Extracted entries: Begin

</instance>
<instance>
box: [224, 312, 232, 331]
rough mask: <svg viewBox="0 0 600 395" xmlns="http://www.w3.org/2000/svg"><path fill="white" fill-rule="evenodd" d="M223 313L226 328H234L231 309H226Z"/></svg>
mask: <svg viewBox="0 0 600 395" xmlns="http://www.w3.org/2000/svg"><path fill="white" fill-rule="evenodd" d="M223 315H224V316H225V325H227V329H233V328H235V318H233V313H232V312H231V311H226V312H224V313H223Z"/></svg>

Extracted entries: End

Output every line of the listing above verbatim, with nothing added, removed, or altered.

● Answer for this exercise:
</instance>
<instance>
box: [224, 312, 232, 331]
rough mask: <svg viewBox="0 0 600 395" xmlns="http://www.w3.org/2000/svg"><path fill="white" fill-rule="evenodd" d="M223 313L226 328H234L231 309H226Z"/></svg>
mask: <svg viewBox="0 0 600 395" xmlns="http://www.w3.org/2000/svg"><path fill="white" fill-rule="evenodd" d="M223 315H224V316H225V325H227V329H233V328H235V318H233V313H232V312H231V311H226V312H224V313H223Z"/></svg>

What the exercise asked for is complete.